# Work order A:
In the article on the Calgary peer support facility, how long was the waiting list Cherry was told about?
# Work order B:
Reproduce the article on the Calgary peer support facility from "Sexual trauma and" up to and including "becomes a crisis.", replacing "Recovery College" with "Wellness Academy".

Priscilla Cherry has been there.
Sexual trauma and abusive relationships. Family history of addiction and homelessness. A vicious circle of anxiety and depression.
“When I got caught up in the system, they said it was a six-month waiting list before I could have to talk to somebody,” she said Tuesday. “A lot can happen in six months.”
It wasn’t until Cherry found peer support in her treatment that her life shifted for the better and now she’s giving back as a specialist at a first-of-its-kind facility in Alberta.
On Tuesday, the Calgary Region of the Canadian Mental Health Association opened the Centre for Excellence in Recovery and Peer Support, including its Recovery College.
The facility is based on models from the United Kingdom and Australia, with two similar facilities in Manitoba where a main goal is to help with mental health through peer support before a problem becomes a crisis.
“Foster that community and that feeling of we’ve been there too, and you’re not alone,” Cherry said.
The region’s executive director Laureen MacNeil said even before the grand opening, Calgarians were already finding services at the region’s headquarters at 1040 7 Avenue S.W., with about 325 people a month so far.

Image-grounded pointing data:
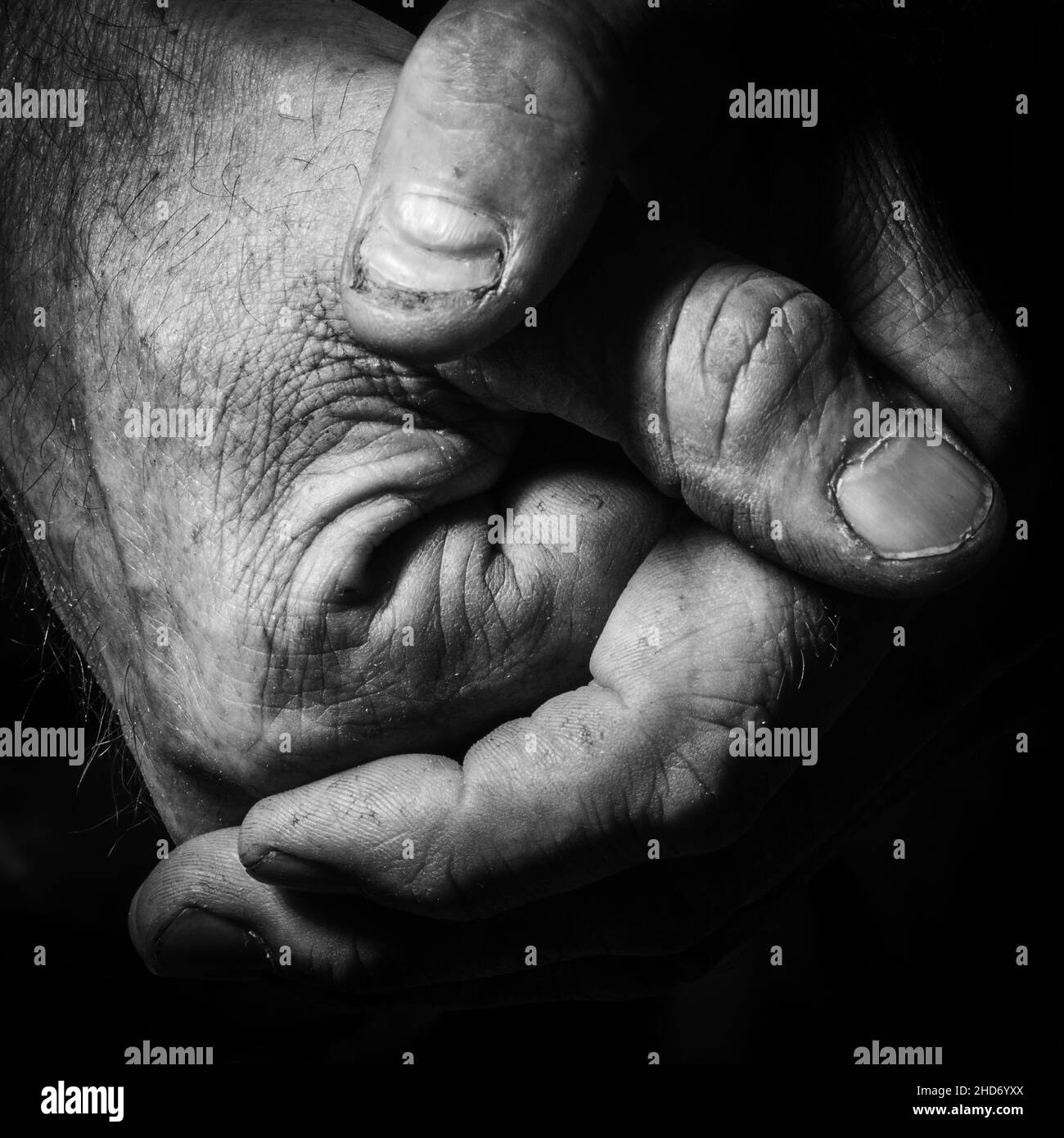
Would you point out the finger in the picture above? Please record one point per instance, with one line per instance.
(198, 914)
(504, 133)
(745, 393)
(909, 300)
(706, 642)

# Response area A:
Six months.

# Response area B:
Sexual trauma and abusive relationships. Family history of addiction and homelessness. A vicious circle of anxiety and depression.
“When I got caught up in the system, they said it was a six-month waiting list before I could have to talk to somebody,” she said Tuesday. “A lot can happen in six months.”
It wasn’t until Cherry found peer support in her treatment that her life shifted for the better and now she’s giving back as a specialist at a first-of-its-kind facility in Alberta.
On Tuesday, the Calgary Region of the Canadian Mental Health Association opened the Centre for Excellence in Recovery and Peer Support, including its Wellness Academy.
The facility is based on models from the United Kingdom and Australia, with two similar facilities in Manitoba where a main goal is to help with mental health through peer support before a problem becomes a crisis.